Cihan Bilgin ve Nazım Daşdan için yürüyüş: Miraslarına sahip çıkacağız

  • 18:53 21 Aralık 2024
  • Güncel
 
MÊRDÎN - Türkiye'nin SİHA saldırısında katledilen gazeteci Cihan Bilgin'in taziyesine yapılan ziyarette yürüyüş düzenlendi. Taziyede katledilen gazetecilerin miraslarına sahip çıkılacağı mesajı verildi. 
 
Kuzey ve Doğu Suriye’de gelişmeleri takip ederken, Tişrîn Barajı ve Sirîn beldesi arasındaki yolda Türkiye’nin gerçekleştirdiği SİHA saldırısında katledilen gazeteciler Nazım Daştan ve Cihan Bilgin için taziye ziyaretleri devam ediyor. Mêrdîn’in Mîdyad ilçesinde Cihan Bilgin için kurulan taziyeye aralarında DEM Parti, DBP, TJA yönetimleri ve Dicle Fırat Gazeteciler Derneği (DFG) ile Mezopotamya Kadın Gazeteciler Derneği'nin (MKG) de bulunduğu yüzlerce kişi yürüyüş gerçekleştirerek, taziye ziyaretinde bulundu. İlk olarak kadınlar için kurulan taziyeyi ziyaret eden kitle ardından ise yürüyüş ile Hacı İsa Arslan Taziyeevine geçti. Katledilen gazetecilerin fotoğraflarının taşındığı yürüyüş boyunca “Şehîd na mirin”, “Özgür basın susturulamaz”, “Jin jiyan azadî” ve “Bijî berxwedana Rojava” sloganlarının atıldığı yürüyüşte, polisler sık sık “Şehîd na mirin” sloganının atılmaması yönünde kitleye tehditte bulundu. 
 
Ancak polisin tehdidine karşı kitle daha gür bir sesle “Şehîd na mirin” sloganı atarak, karşılık verdi. Yürüyüşün ardından Cihan Bilgin’in anne ve babası ile aile fertleri taziye evinin önünde kitleyi karşıladı. Özgürlük ve demokrasi mücadelesinde yaşamını yitirenler anısına saygı duruşunun ardından konuşmalar yapıldı. 
 
‘Çözümün adresi İmralı'
 
MEBYA-DER Eşbaşkanı Gurbet Tekin ilk olarak söz alırken, "Gurbettelli Ersöz ve Apê Musa'nın öğrencileriydi onlar” dedi. Gurbet Tekin, konuşmasının devamında “Nazım Daşdan ve Cihan Bilgin şahsında tüm Kürdistan şehitlerini saygıyla anıyoruz. Özgür basın olmasa halkın hiç bir şeyden haberi olmayacak. Özgür Basın doğru habercilikle bize verdikleri bilgilerden kaynaklı hedef haline geliyorlar. Onlarda gerçeğin ortaya çıkmaması için katledildiler. Rojava DAİŞ'i yenmişti. Yok etmişti. Herkesin Rojava'ya yönelik gerçekleşen saldirlaara karşı ses olması gerekir. Çözümün adresi de İmralı'dan geçiyor. Sayın Abdullah Öcalan özgür olmadığı sürece bu kan ve bu acı devam edecek ve bu topraklara barış gelmeyecek" ifadelerini kullandı.

§ Talimatlarınız:
Gazeteciler için düzenlenen yürüyüşü anlatan metinden, "Cihan Bilgin ve" sözleriyle başlayıp "çıkılacağı mesajı verildi." sözlerine kadar süren bölümü harfiyen aktarın.

§ Satırlar:
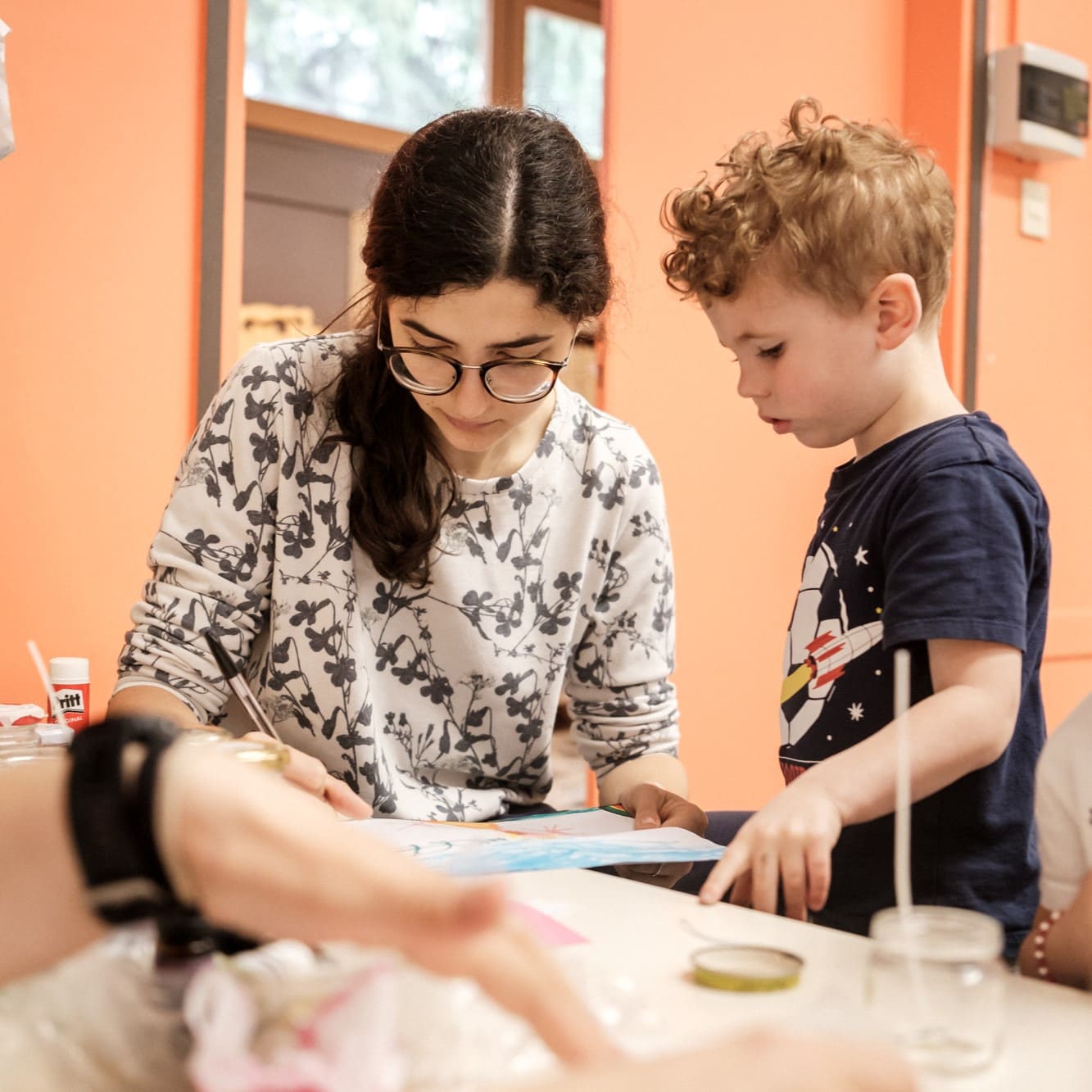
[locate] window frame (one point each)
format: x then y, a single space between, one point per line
507 20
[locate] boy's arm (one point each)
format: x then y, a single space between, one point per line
966 724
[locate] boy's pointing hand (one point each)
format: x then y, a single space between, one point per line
787 843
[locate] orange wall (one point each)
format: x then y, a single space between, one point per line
1035 374
741 501
98 265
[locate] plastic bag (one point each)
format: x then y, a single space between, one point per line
7 137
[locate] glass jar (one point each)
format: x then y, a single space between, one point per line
937 986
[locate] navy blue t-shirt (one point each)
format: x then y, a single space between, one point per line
941 533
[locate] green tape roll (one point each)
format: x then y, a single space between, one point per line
746 967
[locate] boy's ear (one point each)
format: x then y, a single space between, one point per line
897 305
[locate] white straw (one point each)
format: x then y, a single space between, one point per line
904 895
53 700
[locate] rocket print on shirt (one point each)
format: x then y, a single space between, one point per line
825 694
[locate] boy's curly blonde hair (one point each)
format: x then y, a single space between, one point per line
838 206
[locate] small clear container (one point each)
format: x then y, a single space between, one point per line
938 986
20 744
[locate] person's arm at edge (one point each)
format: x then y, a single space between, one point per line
1068 945
302 771
255 855
759 1062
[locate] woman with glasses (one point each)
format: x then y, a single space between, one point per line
413 537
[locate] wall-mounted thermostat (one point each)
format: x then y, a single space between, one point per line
1039 102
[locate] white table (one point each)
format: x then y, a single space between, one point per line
646 934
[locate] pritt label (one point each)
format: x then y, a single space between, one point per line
73 705
71 701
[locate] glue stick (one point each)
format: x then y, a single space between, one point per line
71 681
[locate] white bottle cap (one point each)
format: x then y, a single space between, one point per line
69 669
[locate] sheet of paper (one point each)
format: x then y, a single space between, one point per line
563 840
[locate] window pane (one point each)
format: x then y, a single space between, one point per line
563 72
396 63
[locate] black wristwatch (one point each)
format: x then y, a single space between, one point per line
111 793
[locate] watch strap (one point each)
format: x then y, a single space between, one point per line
111 809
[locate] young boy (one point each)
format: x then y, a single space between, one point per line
822 265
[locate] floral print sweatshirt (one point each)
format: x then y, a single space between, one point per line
433 702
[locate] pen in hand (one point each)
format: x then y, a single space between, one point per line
233 678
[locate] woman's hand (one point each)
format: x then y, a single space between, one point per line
261 859
312 777
786 845
655 806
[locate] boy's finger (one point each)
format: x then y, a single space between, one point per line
723 872
741 891
794 884
766 872
818 865
342 799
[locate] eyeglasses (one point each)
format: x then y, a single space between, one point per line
426 371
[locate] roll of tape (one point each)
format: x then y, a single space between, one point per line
746 967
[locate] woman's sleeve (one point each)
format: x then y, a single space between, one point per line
211 560
623 702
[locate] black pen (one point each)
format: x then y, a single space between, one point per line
233 678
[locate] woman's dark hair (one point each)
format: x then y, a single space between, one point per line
474 196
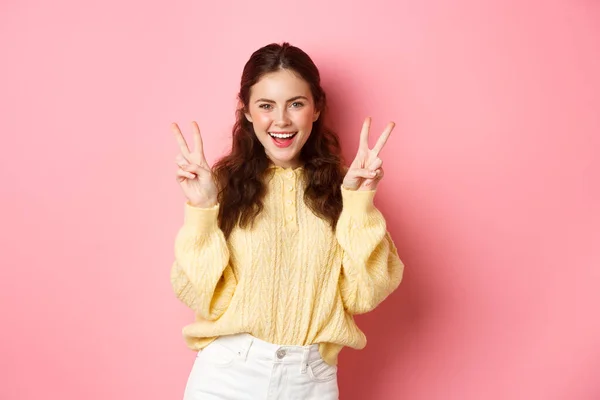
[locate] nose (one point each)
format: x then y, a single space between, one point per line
282 118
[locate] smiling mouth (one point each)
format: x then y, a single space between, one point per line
282 139
282 135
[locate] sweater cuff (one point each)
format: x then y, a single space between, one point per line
358 201
202 220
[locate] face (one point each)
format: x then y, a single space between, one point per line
282 112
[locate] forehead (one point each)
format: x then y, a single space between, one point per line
280 86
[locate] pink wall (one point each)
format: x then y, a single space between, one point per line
491 188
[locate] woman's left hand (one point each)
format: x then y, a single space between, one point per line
366 170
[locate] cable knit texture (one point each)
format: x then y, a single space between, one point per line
288 279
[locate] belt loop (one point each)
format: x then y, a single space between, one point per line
245 348
305 354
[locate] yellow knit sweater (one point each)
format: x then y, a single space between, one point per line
289 279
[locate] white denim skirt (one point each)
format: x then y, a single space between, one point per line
242 367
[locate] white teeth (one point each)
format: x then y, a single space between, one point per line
282 135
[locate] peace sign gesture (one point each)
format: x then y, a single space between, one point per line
365 172
194 174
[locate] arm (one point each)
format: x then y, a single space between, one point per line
371 268
201 276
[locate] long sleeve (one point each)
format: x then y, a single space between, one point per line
201 275
371 268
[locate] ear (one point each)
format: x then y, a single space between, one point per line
241 107
316 115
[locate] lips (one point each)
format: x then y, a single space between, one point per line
282 135
282 139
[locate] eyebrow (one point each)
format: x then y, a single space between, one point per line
292 99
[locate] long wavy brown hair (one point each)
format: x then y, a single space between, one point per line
240 174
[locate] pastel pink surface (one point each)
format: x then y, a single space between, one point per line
491 188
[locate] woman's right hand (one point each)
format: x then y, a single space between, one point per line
194 174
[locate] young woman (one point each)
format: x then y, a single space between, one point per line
281 244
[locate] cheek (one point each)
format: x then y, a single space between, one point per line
304 118
262 120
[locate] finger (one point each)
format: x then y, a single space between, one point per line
364 133
198 144
383 138
362 173
180 140
375 164
181 160
183 175
193 168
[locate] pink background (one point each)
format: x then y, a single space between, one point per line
491 187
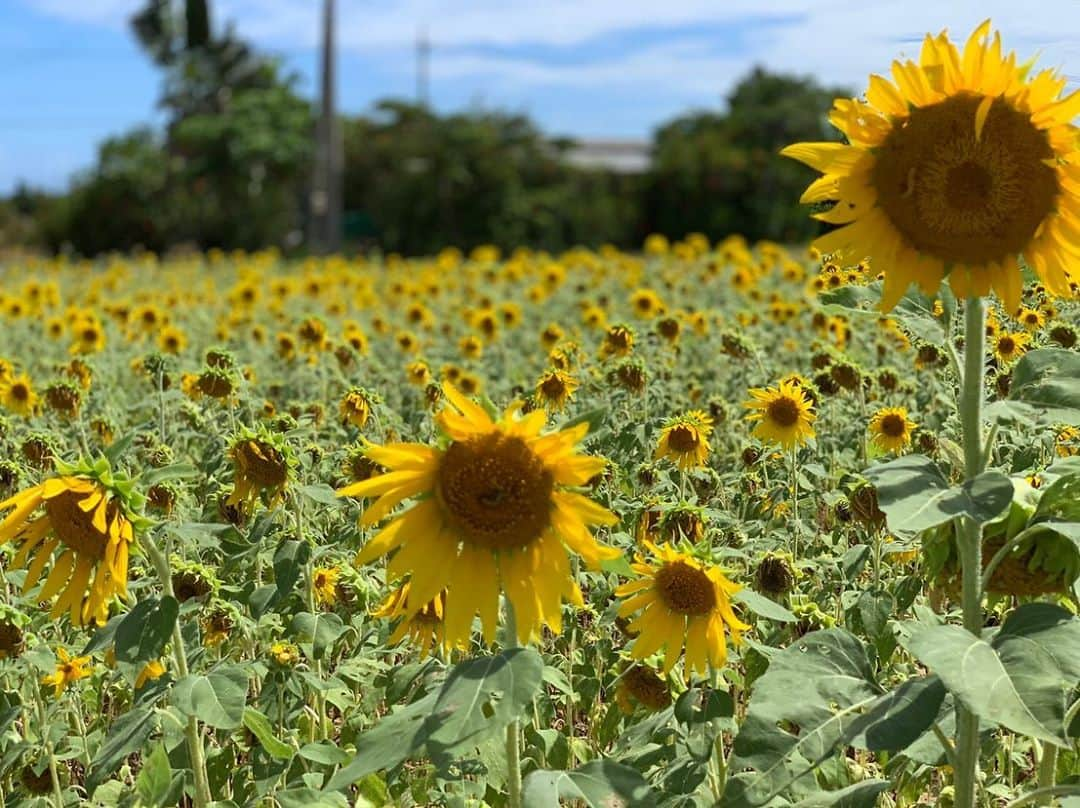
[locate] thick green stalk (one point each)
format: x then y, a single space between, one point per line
970 536
191 731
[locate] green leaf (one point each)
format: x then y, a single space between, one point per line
216 698
1039 647
321 494
259 726
321 630
127 734
974 674
144 633
763 606
1049 380
477 700
599 783
860 795
157 784
898 718
916 496
820 684
325 753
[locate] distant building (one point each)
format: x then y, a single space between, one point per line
619 157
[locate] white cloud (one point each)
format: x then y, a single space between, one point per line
837 40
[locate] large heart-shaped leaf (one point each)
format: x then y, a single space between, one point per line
916 496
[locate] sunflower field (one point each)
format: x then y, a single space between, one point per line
707 523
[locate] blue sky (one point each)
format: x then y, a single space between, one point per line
72 73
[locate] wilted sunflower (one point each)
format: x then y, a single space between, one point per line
783 413
962 163
324 583
685 440
68 669
85 530
261 462
355 407
891 429
680 598
495 514
17 395
1010 346
424 627
555 389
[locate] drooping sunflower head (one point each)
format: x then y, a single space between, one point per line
891 429
960 165
1010 346
685 440
261 462
784 415
82 533
682 603
423 625
495 514
554 390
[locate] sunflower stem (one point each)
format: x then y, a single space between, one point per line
513 766
192 732
970 537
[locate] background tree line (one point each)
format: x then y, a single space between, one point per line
232 166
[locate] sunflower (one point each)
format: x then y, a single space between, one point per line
261 463
555 389
640 685
355 407
68 669
784 415
1010 346
685 440
680 598
960 165
891 429
424 627
17 395
324 583
85 532
494 513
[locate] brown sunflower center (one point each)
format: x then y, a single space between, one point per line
962 199
685 589
496 492
783 412
893 426
260 463
75 526
684 438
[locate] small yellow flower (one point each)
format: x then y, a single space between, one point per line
68 669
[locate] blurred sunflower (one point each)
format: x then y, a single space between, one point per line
423 627
891 429
495 514
962 163
685 440
17 395
1009 347
682 602
784 415
85 530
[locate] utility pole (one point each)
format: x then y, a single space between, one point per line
326 191
422 67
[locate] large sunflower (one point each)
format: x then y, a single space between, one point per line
680 598
85 532
960 165
784 414
493 513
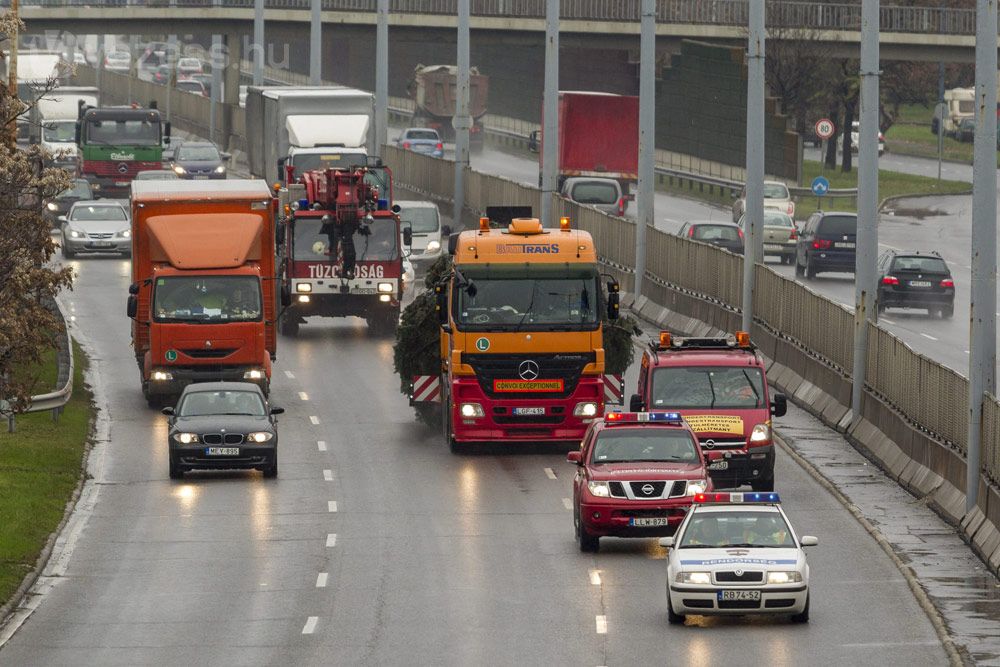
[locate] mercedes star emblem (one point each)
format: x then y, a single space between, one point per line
528 370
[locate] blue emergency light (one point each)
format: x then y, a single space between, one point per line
737 497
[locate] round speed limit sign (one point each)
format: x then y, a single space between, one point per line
824 128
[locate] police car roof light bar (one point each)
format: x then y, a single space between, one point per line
768 498
635 417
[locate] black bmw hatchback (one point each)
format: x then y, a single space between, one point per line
219 425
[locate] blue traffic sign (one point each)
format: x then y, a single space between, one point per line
820 186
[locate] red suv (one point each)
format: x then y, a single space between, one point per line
718 385
637 474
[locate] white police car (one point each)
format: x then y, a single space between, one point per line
735 554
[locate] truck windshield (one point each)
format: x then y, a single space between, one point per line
707 387
378 246
523 297
304 162
644 444
122 132
59 131
207 299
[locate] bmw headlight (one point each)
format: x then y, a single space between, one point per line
761 433
703 578
599 489
697 486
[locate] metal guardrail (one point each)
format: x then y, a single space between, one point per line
54 400
821 16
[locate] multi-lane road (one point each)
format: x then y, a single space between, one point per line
943 224
377 546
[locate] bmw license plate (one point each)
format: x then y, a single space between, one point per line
739 596
648 521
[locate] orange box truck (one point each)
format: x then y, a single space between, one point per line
202 299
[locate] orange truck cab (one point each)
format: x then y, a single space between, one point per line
720 388
202 298
521 343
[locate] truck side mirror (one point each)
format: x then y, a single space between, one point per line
779 405
613 300
441 303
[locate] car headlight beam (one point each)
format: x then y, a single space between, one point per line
599 489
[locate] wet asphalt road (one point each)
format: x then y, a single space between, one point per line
422 558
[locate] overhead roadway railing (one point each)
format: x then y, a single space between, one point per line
786 15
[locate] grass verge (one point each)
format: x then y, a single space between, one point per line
39 470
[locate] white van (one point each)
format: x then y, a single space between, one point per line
424 220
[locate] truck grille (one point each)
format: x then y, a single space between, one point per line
209 353
565 367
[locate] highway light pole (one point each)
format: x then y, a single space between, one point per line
258 43
316 43
647 137
462 121
755 156
866 241
983 302
550 111
382 75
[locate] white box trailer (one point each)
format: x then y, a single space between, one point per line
312 127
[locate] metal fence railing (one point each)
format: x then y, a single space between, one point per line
784 15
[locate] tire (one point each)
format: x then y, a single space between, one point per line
804 616
672 617
271 471
588 543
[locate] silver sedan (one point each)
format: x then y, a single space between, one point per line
96 226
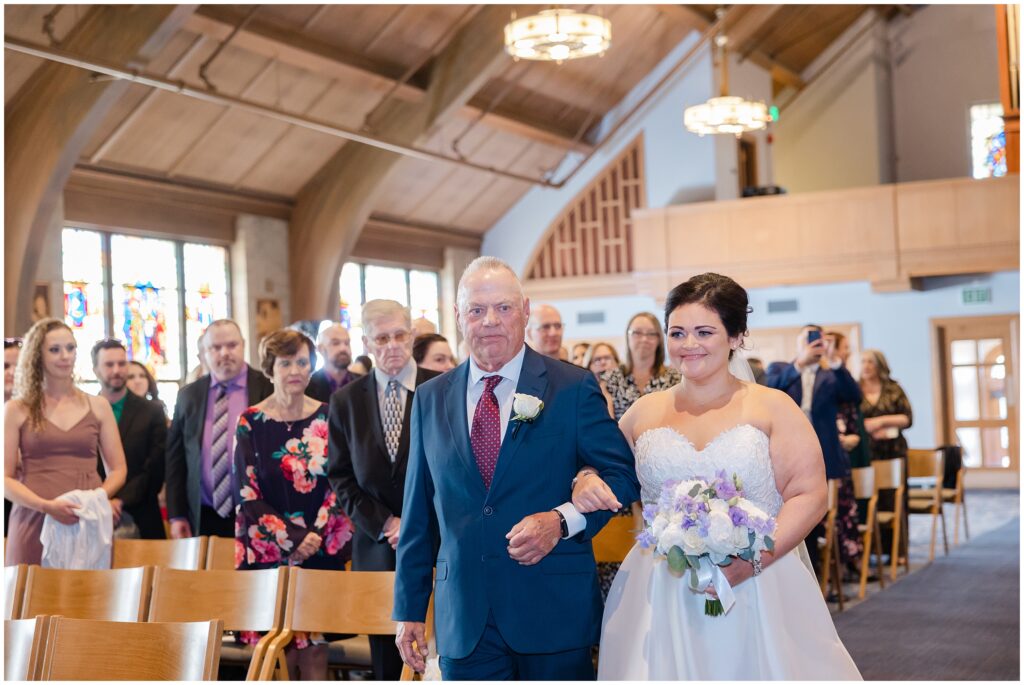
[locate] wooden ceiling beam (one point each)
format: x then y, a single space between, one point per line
298 49
50 121
334 206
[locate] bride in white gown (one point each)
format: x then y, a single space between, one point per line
654 627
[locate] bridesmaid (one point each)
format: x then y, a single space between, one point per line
59 431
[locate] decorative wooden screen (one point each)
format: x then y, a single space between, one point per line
594 234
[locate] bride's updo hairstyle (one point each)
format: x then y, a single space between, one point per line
719 293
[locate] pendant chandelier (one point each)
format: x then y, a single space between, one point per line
726 114
557 35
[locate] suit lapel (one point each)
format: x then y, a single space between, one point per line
532 381
455 405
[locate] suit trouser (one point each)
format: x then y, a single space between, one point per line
494 659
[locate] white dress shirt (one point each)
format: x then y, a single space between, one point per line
505 393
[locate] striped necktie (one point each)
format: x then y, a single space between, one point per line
220 462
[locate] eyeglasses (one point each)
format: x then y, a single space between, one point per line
643 334
400 337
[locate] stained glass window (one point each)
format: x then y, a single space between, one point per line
84 293
988 141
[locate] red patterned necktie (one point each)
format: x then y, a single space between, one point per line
486 434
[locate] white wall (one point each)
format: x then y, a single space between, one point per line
680 166
836 133
944 60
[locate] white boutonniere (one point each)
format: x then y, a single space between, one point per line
525 409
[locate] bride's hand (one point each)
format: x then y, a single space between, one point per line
592 494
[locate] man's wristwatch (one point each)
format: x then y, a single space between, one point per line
563 523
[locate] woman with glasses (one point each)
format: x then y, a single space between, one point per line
59 432
644 370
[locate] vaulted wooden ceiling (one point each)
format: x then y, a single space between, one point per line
339 62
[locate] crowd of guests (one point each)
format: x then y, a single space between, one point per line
307 468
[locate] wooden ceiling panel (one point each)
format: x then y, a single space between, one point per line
286 167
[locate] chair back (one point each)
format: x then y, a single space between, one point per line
119 594
13 588
187 553
24 640
251 600
78 649
863 482
925 464
328 601
615 539
888 473
220 553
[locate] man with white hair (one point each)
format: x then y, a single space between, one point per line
496 444
335 347
545 331
368 451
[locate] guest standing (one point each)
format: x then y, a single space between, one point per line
369 451
60 432
200 485
288 514
645 370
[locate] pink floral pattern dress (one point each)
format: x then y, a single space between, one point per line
284 495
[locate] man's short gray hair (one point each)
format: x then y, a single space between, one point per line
483 264
374 310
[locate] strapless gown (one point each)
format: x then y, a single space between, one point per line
655 629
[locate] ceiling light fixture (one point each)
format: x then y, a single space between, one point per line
557 35
726 114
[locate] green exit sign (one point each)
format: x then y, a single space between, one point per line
976 295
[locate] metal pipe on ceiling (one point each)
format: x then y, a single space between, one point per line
181 88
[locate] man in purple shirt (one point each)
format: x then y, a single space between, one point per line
335 346
201 490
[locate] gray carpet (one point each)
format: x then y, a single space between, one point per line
957 618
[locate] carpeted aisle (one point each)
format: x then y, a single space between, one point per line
957 618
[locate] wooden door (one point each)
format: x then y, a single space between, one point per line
977 364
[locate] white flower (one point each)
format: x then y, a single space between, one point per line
525 408
720 533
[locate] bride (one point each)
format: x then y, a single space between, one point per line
654 627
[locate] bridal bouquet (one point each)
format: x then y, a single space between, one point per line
700 525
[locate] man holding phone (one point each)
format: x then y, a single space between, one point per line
818 388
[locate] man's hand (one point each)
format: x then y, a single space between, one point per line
534 537
391 527
412 641
180 528
592 494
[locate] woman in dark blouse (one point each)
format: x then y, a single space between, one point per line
288 513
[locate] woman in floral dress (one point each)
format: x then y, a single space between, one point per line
288 514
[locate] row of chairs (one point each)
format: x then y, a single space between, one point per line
927 465
276 602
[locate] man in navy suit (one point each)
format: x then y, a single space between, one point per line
488 487
818 389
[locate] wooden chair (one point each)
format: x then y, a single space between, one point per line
953 496
119 594
24 640
78 649
870 537
889 475
253 600
13 588
324 601
832 569
219 553
928 464
615 539
186 554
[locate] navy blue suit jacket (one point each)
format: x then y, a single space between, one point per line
832 387
554 605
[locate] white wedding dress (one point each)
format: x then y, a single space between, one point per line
654 627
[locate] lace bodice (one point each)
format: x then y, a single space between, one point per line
665 454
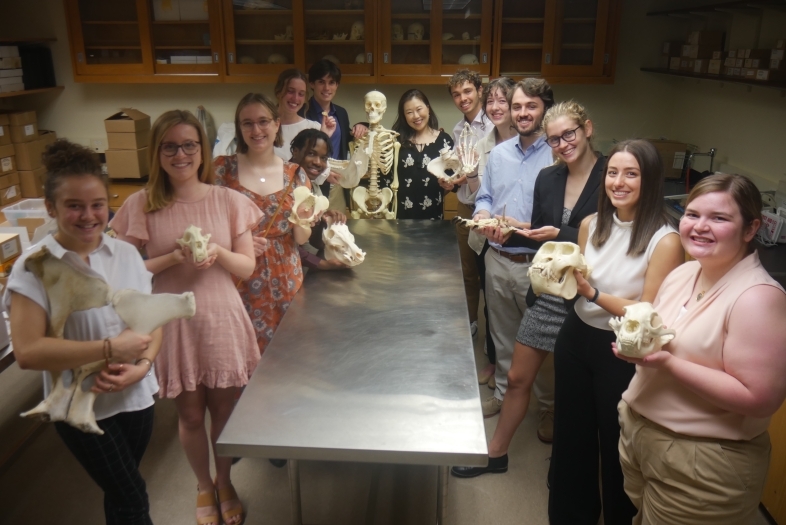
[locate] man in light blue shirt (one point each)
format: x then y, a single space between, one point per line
507 189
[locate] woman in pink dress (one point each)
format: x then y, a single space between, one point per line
256 172
204 361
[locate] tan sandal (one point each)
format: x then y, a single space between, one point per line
228 494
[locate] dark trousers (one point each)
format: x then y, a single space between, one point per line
112 460
589 383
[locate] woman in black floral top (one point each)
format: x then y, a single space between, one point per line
419 194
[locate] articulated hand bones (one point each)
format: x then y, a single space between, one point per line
196 242
462 160
69 290
552 269
640 332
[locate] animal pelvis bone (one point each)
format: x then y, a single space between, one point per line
196 242
640 332
307 206
552 269
70 290
340 245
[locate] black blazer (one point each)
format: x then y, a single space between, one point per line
549 201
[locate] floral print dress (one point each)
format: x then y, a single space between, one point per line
278 274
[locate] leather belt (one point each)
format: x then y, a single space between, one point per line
515 257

§ Görev çözümü:
Cihan Bilgin ve Nazım Daşdan için yürüyüş: Miraslarına sahip çıkacağız

  • 18:53 21 Aralık 2024
  • Güncel
 
MÊRDÎN - Türkiye'nin SİHA saldırısında katledilen gazeteci Cihan Bilgin'in taziyesine yapılan ziyarette yürüyüş düzenlendi. Taziyede katledilen gazetecilerin miraslarına sahip çıkılacağı mesajı verildi.